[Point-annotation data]
>>>
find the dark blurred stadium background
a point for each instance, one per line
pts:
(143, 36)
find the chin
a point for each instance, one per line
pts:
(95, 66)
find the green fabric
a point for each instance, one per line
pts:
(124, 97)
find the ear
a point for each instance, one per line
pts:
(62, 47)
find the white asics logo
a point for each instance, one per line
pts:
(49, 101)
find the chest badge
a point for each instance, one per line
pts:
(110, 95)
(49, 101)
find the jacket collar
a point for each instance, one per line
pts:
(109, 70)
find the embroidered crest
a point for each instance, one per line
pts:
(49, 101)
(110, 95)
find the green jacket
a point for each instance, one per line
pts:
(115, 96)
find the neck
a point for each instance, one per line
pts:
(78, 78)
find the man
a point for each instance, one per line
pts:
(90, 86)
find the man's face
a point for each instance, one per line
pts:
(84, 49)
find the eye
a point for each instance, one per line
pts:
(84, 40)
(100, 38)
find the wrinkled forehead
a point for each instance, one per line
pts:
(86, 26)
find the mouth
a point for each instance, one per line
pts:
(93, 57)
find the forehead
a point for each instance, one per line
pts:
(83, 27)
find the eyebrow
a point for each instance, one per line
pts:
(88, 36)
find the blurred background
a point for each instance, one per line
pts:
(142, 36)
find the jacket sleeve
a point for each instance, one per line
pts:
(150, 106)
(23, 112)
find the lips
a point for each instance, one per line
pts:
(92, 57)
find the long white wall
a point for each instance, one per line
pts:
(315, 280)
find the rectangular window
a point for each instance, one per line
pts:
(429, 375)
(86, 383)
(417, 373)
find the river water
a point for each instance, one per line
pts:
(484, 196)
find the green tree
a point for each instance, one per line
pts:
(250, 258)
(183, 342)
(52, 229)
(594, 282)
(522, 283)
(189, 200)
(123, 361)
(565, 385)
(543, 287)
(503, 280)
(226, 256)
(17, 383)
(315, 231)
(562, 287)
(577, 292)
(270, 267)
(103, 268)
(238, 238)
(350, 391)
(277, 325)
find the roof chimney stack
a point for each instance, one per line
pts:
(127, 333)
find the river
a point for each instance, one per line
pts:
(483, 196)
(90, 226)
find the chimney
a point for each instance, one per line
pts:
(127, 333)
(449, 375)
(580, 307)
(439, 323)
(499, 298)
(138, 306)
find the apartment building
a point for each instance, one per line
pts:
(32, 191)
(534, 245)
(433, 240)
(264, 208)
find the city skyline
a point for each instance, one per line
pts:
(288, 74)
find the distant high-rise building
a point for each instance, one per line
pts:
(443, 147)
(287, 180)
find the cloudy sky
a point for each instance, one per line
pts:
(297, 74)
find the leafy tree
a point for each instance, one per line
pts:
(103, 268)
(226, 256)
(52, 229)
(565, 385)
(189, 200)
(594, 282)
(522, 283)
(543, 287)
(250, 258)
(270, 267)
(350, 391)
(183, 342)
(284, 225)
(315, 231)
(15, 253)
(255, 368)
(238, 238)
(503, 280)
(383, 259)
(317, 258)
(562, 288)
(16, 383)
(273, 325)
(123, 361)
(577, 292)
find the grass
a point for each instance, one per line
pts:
<<<
Description of the task: Rewrite the data above, changing every "find the" to "locate the" and leaving all other text as it is.

Solution for this problem:
locate the dark blurred stadium background
a point for each instance, one per line
pts:
(143, 36)
locate the chin
a point for each instance, one per line
pts:
(95, 66)
locate the green fabric
a point for each instance, one per line
pts:
(124, 97)
locate the ear
a point for each instance, one per line
pts:
(62, 47)
locate the white asics logo
a point for each instance, one per line
pts:
(49, 101)
locate the chest badge
a point for each instance, one per line
pts:
(110, 95)
(49, 101)
locate the jacket collar
a point for each instance, one per line
pts:
(109, 70)
locate the embroidered crest
a point for each instance, one per line
pts:
(49, 101)
(110, 95)
locate the green jacket
a point for each instance, one per line
pts:
(115, 96)
locate the neck
a point for each instance, one per line
pts:
(78, 78)
locate the man
a point for each instance, one per line
pts:
(90, 86)
locate the man's face
a point for each instance, one per line
pts:
(84, 49)
locate the eye
a point for each instance, one per line
pts:
(84, 40)
(100, 38)
locate the wrinkled forehead
a point for each instance, one per line
pts:
(86, 26)
locate the mouth
a point for each instance, one per line
pts:
(93, 57)
locate the forehead
a point for each instance, one per line
pts:
(83, 27)
locate the eyebrow
a point for each instance, one per line
pts:
(88, 36)
locate the blurred background
a point for each instance, one per line
pts:
(142, 36)
locate the jacket sleeve
a point for each instance, one per line
pts:
(150, 106)
(23, 112)
locate the lips
a point for each instance, one per line
pts:
(92, 57)
locate the long white wall
a point for each instance, one per line
pts:
(315, 280)
locate the rectangular window
a point for each instance, one per line
pts:
(429, 375)
(86, 383)
(417, 373)
locate the river water
a point for each instance, one per line
pts:
(484, 196)
locate the green tree
a point for each instance, one per line
pts:
(250, 258)
(183, 342)
(52, 229)
(594, 282)
(522, 283)
(189, 200)
(123, 361)
(565, 385)
(543, 287)
(503, 280)
(226, 256)
(17, 383)
(315, 231)
(562, 287)
(577, 292)
(270, 267)
(103, 268)
(238, 238)
(350, 391)
(277, 325)
locate the roof chimney stack
a point for each instance, one per line
pts:
(127, 333)
locate the river
a point for each instance, one per line
pts:
(483, 196)
(90, 226)
locate the chimney
a point for each instance, one per line
pts:
(127, 333)
(449, 375)
(580, 307)
(439, 323)
(499, 298)
(138, 306)
locate the apartment building
a point for each instance, one per line
pts:
(32, 191)
(534, 245)
(433, 240)
(264, 208)
locate the city skyline
a point for each instance, one per line
pts:
(288, 74)
locate the distant high-rise building
a point for each instance, one per line
pts:
(443, 147)
(287, 180)
locate the cloudy sky
a point for each instance, one per line
pts:
(297, 74)
locate the leafy tree
a point for each instance, one per line
pts:
(103, 268)
(226, 256)
(52, 229)
(565, 385)
(189, 200)
(594, 282)
(522, 283)
(543, 287)
(250, 258)
(270, 267)
(350, 391)
(183, 342)
(284, 225)
(315, 231)
(15, 253)
(255, 368)
(238, 238)
(503, 280)
(383, 259)
(317, 258)
(562, 288)
(16, 383)
(273, 325)
(123, 361)
(577, 292)
locate the grass
a point for each instance, one per line
pts:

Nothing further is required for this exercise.